▸ TEXT EXTRACT

Okabu takes place in a hub world that houses individual levels, a’la Donkey Kong Country. As you progress from section to section you witness this overworld slowly rid itself of the grungy patina brought on by Doza’s minions. Levels are based around environmental puzzles, and the camera is positioned at a semi-isometric angle that allows you to enjoy the level’s geometry and colorful design. The cloud whales have the ability to absorb different liquids or small objects, such as water, oil, or nuts, which can then be dropped or shot at objects. You’ll use water to make plants grow, put out fires, or fry the circuitry of Doza-bots. Each series of levels introduces new substances and obstacles, but they all revolve around the same principle: absorb and dispense. It’s a Mr. Clean Sponge Simulator.
While that mechanic never evolves in a meaningful way, Okabu teams you up with NPCs who ride atop your cloud whale to share their abilities. One character has a grappling plunger that can be used to pull doors open or shake fruit off of trees, while another uses music to bewitch animals to do your bidding. This adds some variety to the scenarios, but the puzzles themselves never increase in difficulty. The game uses characters to flat out tell you what to do for any new situation, and beyond that, all challenges are immediately transparent. Even the game’s young player base will have little trouble completing levels because the repetition and hand-holding are baked into Okabu’s very design.
Okabu’s look is pleasant. Character designs are bright and clean, levels are generously constructed, and the art design echoes the child friendly cel-shading of Animal Crossing and Costume Quest. While there can be some slowdown, and music that glitches in and out infrequently, Okabu’s visuals are perfectly serviceable. It’s aesthetics are just as basic as its environmental message: unremarkable but not unwelcome.

▸ DATASET
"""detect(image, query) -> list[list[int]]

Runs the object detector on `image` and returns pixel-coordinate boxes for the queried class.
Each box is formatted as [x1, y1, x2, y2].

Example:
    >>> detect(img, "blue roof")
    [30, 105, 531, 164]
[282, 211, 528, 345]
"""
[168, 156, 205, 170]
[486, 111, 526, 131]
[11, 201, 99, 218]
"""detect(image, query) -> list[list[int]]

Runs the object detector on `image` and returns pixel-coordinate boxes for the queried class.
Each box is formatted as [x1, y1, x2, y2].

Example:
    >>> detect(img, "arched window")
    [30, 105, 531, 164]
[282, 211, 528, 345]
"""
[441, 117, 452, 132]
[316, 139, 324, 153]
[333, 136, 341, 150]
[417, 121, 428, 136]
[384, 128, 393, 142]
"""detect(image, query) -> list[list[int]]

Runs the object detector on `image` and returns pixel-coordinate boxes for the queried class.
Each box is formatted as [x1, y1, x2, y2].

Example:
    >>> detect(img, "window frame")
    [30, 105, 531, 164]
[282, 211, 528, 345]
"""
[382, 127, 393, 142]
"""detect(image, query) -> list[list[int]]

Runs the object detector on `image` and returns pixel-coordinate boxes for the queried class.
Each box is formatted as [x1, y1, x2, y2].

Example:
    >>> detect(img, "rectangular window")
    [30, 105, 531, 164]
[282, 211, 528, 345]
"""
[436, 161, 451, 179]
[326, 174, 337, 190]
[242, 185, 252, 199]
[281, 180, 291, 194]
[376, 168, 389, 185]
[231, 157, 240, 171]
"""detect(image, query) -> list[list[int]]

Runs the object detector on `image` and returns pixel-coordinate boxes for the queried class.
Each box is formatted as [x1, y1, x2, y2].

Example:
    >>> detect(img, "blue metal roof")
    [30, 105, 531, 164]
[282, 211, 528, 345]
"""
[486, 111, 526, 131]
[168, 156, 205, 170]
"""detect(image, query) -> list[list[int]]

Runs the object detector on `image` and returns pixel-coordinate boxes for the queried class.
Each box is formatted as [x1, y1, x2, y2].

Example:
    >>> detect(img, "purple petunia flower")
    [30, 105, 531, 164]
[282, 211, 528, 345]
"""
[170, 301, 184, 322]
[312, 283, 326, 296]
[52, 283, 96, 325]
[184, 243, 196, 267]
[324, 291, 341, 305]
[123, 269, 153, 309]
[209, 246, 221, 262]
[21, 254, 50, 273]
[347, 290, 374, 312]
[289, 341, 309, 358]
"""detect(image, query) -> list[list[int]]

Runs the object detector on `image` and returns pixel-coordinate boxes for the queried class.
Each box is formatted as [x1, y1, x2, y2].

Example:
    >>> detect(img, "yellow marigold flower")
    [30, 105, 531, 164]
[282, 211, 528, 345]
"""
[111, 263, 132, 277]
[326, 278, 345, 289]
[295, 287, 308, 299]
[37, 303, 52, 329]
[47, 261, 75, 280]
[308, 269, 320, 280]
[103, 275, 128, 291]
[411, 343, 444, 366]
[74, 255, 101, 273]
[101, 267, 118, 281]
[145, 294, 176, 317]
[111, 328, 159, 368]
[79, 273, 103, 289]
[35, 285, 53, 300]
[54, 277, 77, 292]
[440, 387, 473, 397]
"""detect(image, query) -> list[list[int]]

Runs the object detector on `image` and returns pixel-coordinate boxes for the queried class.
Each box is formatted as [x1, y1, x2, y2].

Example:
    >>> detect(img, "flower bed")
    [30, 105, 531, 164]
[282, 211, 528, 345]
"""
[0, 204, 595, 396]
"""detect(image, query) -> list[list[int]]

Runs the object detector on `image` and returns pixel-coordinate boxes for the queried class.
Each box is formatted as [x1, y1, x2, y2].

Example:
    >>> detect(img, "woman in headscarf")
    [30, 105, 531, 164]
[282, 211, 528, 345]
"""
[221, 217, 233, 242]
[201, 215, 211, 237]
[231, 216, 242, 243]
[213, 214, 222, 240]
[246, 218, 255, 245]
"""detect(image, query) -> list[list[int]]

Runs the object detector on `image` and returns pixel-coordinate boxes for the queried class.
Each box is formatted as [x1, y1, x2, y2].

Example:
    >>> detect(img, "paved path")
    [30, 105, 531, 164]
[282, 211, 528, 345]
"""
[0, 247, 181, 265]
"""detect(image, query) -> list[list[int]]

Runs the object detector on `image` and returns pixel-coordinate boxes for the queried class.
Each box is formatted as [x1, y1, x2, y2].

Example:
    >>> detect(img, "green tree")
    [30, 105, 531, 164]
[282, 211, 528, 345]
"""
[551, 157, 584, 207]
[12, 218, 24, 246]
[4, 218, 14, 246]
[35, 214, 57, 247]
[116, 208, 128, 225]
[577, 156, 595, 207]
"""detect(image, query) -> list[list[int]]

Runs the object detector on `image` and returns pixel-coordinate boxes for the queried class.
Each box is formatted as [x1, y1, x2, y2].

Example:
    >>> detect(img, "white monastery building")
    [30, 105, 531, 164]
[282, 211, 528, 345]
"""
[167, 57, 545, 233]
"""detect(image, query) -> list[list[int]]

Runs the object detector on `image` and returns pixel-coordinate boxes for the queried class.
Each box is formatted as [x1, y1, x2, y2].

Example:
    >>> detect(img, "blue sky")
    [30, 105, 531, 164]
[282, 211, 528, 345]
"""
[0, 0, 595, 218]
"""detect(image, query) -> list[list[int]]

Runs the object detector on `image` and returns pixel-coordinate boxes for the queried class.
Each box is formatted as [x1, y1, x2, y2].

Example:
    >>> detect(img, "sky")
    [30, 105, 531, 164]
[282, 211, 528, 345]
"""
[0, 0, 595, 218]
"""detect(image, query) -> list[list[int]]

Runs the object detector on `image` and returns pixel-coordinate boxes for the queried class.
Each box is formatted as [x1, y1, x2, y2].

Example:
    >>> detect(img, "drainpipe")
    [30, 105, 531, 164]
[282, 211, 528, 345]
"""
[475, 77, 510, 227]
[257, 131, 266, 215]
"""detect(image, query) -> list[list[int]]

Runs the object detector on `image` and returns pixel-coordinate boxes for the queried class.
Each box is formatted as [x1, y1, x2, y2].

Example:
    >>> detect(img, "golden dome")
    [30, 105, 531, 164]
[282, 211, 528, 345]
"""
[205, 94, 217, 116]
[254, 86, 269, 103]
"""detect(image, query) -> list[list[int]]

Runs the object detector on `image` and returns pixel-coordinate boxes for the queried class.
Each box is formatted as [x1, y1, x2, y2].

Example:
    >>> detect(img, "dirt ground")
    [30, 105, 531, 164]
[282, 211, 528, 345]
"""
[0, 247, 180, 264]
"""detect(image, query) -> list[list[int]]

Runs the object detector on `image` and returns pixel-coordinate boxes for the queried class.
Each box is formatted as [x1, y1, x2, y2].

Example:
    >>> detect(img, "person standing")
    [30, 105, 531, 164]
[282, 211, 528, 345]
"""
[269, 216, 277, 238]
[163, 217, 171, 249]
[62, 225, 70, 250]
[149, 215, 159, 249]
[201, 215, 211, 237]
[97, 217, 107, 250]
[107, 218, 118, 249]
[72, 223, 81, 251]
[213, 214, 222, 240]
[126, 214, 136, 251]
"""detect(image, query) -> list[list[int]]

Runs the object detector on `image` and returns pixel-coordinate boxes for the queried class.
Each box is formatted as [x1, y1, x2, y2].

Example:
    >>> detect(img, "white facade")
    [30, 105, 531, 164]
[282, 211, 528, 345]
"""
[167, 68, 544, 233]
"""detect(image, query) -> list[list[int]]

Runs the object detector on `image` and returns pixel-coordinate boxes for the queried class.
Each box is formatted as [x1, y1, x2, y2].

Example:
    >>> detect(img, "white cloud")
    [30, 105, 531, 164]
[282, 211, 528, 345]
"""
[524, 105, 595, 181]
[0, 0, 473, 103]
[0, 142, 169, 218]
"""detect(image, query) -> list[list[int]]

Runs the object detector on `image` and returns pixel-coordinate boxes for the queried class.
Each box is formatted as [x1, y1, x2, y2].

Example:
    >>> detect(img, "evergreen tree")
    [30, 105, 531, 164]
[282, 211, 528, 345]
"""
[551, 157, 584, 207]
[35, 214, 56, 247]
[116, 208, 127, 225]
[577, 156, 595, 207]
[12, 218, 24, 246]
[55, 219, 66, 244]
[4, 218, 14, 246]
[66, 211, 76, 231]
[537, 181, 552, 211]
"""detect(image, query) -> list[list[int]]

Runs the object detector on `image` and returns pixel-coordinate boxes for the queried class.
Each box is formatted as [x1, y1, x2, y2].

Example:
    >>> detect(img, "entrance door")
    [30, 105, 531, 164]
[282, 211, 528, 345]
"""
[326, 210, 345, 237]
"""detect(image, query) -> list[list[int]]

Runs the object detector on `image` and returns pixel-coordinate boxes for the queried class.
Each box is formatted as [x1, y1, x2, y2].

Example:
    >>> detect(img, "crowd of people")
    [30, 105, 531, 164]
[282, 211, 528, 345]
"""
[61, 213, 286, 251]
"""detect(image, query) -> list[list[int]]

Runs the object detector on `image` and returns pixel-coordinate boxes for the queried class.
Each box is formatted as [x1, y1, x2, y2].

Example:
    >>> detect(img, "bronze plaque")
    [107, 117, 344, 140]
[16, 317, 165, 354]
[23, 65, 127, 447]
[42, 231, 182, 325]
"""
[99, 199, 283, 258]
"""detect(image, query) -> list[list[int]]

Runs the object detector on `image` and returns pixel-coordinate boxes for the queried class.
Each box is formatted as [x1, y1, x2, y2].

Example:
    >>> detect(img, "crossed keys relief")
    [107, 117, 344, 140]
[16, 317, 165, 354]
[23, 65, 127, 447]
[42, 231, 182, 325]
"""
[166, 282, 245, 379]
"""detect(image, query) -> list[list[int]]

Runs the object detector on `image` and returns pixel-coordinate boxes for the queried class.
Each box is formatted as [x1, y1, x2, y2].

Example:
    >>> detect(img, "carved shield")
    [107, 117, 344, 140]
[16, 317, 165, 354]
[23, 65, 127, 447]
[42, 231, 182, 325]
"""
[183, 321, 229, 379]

▸ SET EXERCISE 1
Which game does the Okabu review name when describing its hub world of individual levels?
▸ SET EXERCISE 2
Can you sum up the Okabu review in two sentences?
▸ SET EXERCISE 3
Will you quote everything in the Okabu review from "While that mechanic" down to "Okabu’s very design."?
The data plays no part in these tasks.

▸ RESPONSE 1
Donkey Kong Country.

▸ RESPONSE 2
Okabu is a hub-world game whose environmental puzzles center on cloud whales absorbing and dispensing substances such as water, oil, or nuts, with NPC companions riding along to add abilities and some variety. The puzzles never increase in difficulty and characters tell the player what to do, while the bright, cel-shaded visuals are pleasant and serviceable despite occasional slowdown and music glitches.

▸ RESPONSE 3
While that mechanic never evolves in a meaningful way, Okabu teams you up with NPCs who ride atop your cloud whale to share their abilities. One character has a grappling plunger that can be used to pull doors open or shake fruit off of trees, while another uses music to bewitch animals to do your bidding. This adds some variety to the scenarios, but the puzzles themselves never increase in difficulty. The game uses characters to flat out tell you what to do for any new situation, and beyond that, all challenges are immediately transparent. Even the game’s young player base will have little trouble completing levels because the repetition and hand-holding are baked into Okabu’s very design.